Substitute "separated by a space" for "kept a space apart" in the material from the line with "Find every instance of the flamingo body" up to and including the last line, and give those lines again with nothing else changed.

⟨

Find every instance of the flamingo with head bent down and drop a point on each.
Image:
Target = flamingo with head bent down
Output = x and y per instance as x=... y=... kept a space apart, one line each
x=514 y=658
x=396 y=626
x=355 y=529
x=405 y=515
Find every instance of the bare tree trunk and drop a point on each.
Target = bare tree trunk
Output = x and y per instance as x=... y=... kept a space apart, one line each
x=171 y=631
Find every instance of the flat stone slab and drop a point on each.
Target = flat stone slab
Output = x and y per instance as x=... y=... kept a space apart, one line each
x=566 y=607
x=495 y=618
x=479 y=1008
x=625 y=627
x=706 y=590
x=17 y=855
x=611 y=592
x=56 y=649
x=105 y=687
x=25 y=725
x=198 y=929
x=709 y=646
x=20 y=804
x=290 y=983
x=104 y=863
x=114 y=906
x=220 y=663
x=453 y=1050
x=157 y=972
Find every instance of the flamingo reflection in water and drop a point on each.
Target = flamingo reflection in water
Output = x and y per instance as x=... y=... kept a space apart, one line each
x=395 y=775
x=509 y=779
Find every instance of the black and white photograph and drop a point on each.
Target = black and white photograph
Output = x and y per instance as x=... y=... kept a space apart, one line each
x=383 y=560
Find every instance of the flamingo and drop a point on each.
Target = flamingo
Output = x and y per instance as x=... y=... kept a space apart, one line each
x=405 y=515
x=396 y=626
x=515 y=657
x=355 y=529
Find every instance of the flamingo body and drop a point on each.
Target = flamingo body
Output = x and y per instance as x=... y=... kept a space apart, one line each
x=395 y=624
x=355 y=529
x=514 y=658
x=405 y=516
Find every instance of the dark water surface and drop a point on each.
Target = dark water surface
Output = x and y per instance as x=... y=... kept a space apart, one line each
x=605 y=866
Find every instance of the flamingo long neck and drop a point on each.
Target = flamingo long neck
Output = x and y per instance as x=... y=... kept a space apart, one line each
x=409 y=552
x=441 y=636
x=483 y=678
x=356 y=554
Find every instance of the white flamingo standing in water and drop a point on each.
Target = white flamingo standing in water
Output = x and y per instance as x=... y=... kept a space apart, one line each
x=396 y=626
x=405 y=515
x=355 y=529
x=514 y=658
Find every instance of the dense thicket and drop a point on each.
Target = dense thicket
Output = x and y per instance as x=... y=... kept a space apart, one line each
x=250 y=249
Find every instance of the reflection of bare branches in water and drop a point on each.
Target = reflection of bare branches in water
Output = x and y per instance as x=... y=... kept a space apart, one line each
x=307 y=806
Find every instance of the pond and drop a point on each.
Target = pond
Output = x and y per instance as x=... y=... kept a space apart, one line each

⟩

→ Task result
Find every instance of the flamingo body and drop a point on each.
Target = flamingo body
Output = x and y per instance as x=... y=... separated by a space, one line each
x=395 y=624
x=355 y=529
x=514 y=658
x=405 y=516
Find every instance of the dark water surface and drop a point on each.
Target = dark water surface
Output = x and y per instance as x=... y=... separated by a space, one line each
x=605 y=866
Find every instance of the flamingo long neck and drop a point on each.
Target = flamingo long neck
Output = x and y per instance as x=... y=... separated by a space, one line each
x=409 y=552
x=441 y=636
x=483 y=678
x=356 y=554
Find every instance of the white flamingo standing in water and drop a point on each.
Target = white flamingo standing in water
Output = x and y per instance as x=... y=... separated by a space, one line each
x=396 y=626
x=405 y=515
x=355 y=529
x=514 y=658
Find every instance of the dense thicket and drop a point on each.
Target = dense thicket
Output = x and y per instance as x=... y=... separated by a space, one line each
x=250 y=249
Find every instance of the reflection of bare branches in water and drop a point on each.
Target = reflection of bare branches in water
Output = x and y per instance as x=... y=... separated by a space, one line each
x=307 y=806
Find every instance of the pond and drop a point on each.
Target = pond
Output = x and y per instance as x=... y=... separated by a space, one line each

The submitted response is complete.